### [DIRECTION]
How many lines in the records below contain the word "sidewalk"? Reply with the number alone.

### [MATERIAL FOR THIS TASK]
※

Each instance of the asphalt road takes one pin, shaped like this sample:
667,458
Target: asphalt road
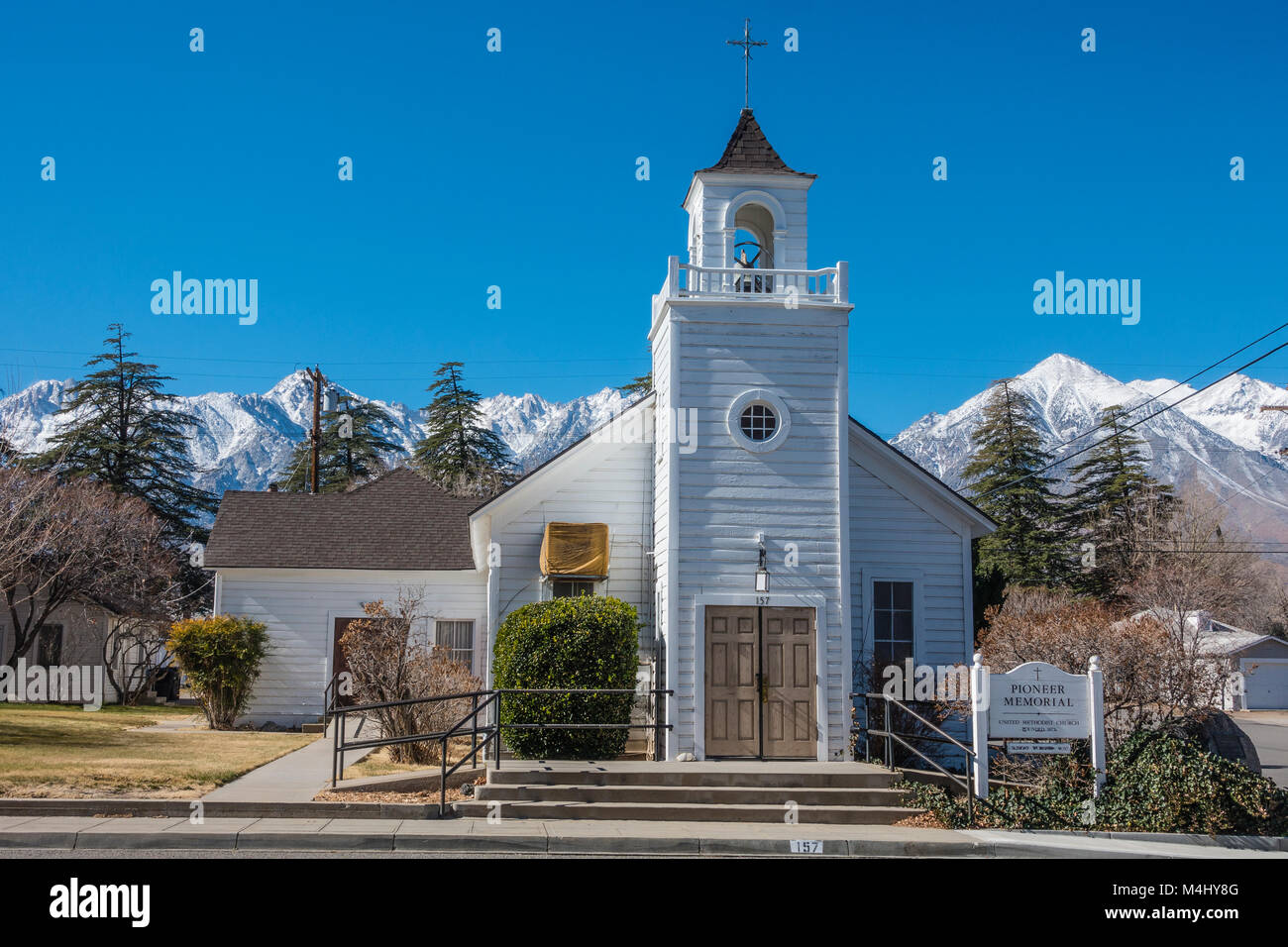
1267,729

※

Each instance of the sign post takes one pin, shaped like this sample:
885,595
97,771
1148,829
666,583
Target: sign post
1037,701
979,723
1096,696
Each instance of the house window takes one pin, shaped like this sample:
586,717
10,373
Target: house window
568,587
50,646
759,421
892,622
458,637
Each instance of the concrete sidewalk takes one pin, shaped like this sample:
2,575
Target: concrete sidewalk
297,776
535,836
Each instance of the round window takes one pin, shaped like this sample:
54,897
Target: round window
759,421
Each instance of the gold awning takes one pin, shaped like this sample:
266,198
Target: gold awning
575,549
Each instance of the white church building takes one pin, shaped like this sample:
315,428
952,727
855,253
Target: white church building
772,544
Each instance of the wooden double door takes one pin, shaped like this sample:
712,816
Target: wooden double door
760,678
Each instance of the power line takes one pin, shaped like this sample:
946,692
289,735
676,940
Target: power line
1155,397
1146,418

※

### [TASK SOLUTION]
2